— START OF EXERCISE INPUTS —

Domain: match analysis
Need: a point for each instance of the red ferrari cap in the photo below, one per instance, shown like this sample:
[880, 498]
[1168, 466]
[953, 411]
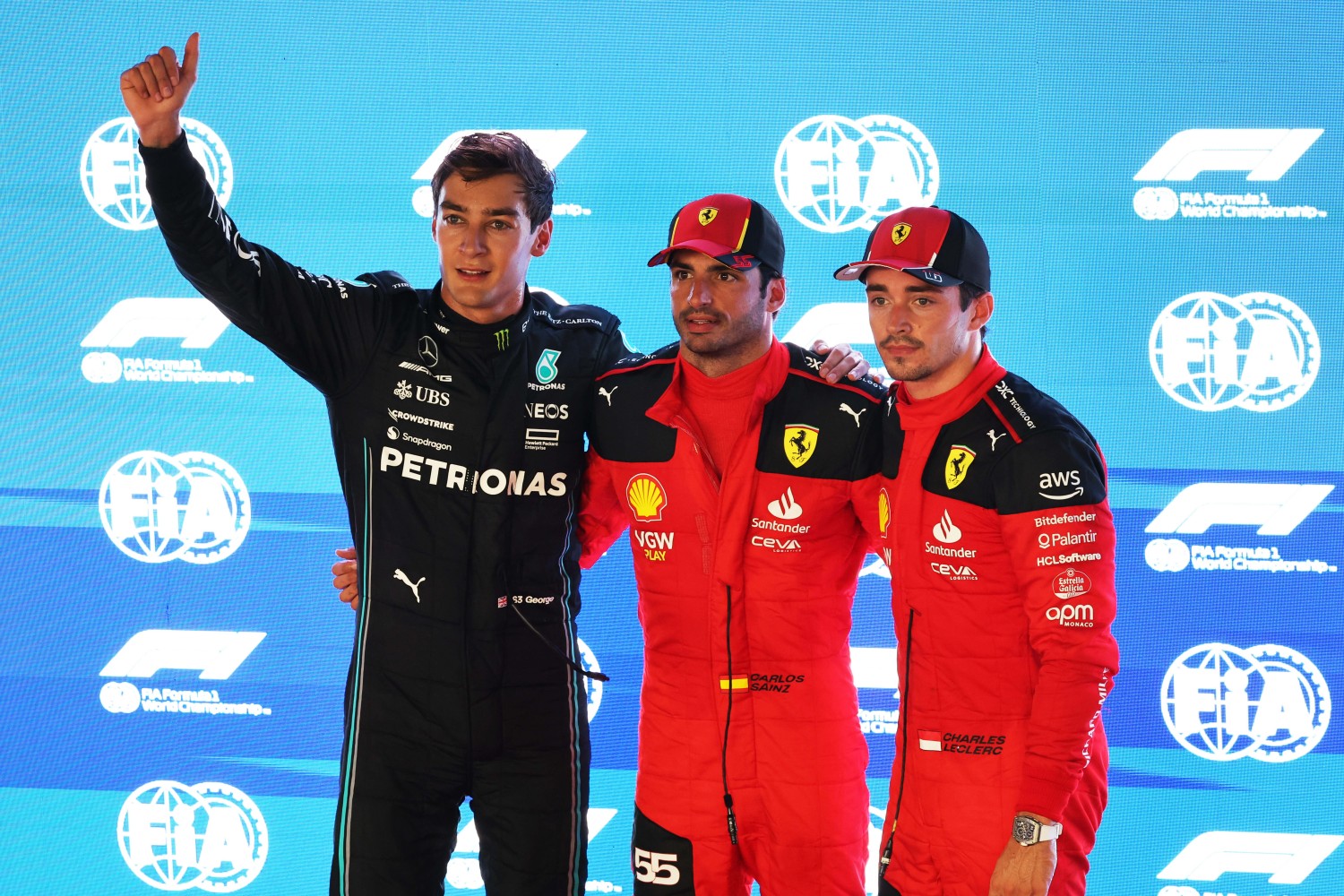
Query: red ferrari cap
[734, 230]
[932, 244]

— END OF EXERCISE INPUTS —

• **EXERCISE**
Report every line in the records above that contains the string "ferrari".

• **SOLUTION**
Need: a point for each instance of the red ferrari cap in the photo below, one per instance, shown like this sample:
Query: red ferrari cap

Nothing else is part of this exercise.